OBJECTIFS:
A) Relevez dans la lettre toutes les expressions de date ou de durée qui comportent un nombre.
B) Recopiez le passage de la lettre compris entre « Aujourd’hui, 18 septembre » et « chambre là bas. », inclus, en renommant « Papy » en « Grand-père ».
C) D'après la lettre, à quel endroit avait-on disposé la très grande photo en noir et blanc ?

TEXTE DE LECTURE:
Lettre à ma Nanou.
Aujourd’hui, 18 septembre , cela fait tout juste un an que tu as rejoins ton Papy parti 6 mois plus tôt, ton cercueil blanc a rejoint le sien au terme d’une cérémonie d’adieu extrêmement douloureuse et belle à la fois. J'espère que vous êtes bien ensembles maintenant et que vous ne vous quittez plus. Nous avions disposé juste à côté de l’autel une très grande photo noir et blanc de toi que tu aimais tant ou tu posais à la gym la main gauche retournée levée vers le ciel et la jambe droite repliée, tu es très belle sur cette photo, tu avais insisté pour que nous l’achetions et tu l’avais soigneusement plastifiée et affichée dans ta chambre là bas.

DONNÉES FOURNIES:
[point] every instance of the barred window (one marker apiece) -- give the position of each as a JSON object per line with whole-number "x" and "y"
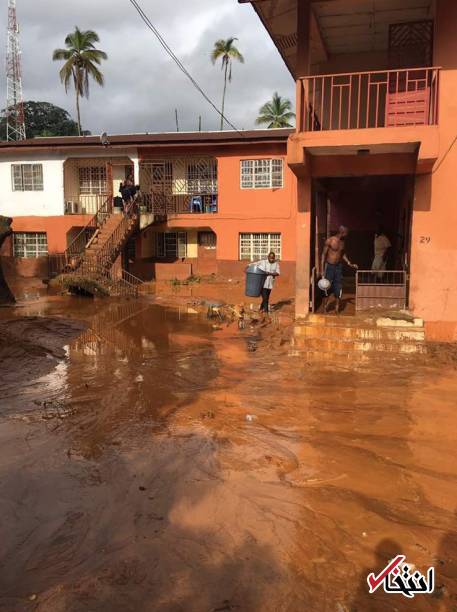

RÉPONSES ATTENDUES:
A)
- 18 septembre
- un an
- 6 mois

B)
Aujourd’hui, 18 septembre , cela fait tout juste un an que tu as rejoins ton Grand-père parti 6 mois plus tôt, ton cercueil blanc a rejoint le sien au terme d’une cérémonie d’adieu extrêmement douloureuse et belle à la fois. J'espère que vous êtes bien ensembles maintenant et que vous ne vous quittez plus. Nous avions disposé juste à côté de l’autel une très grande photo noir et blanc de toi que tu aimais tant ou tu posais à la gym la main gauche retournée levée vers le ciel et la jambe droite repliée, tu es très belle sur cette photo, tu avais insisté pour que nous l’achetions et tu l’avais soigneusement plastifiée et affichée dans ta chambre là bas.

C) Juste à côté de l'autel.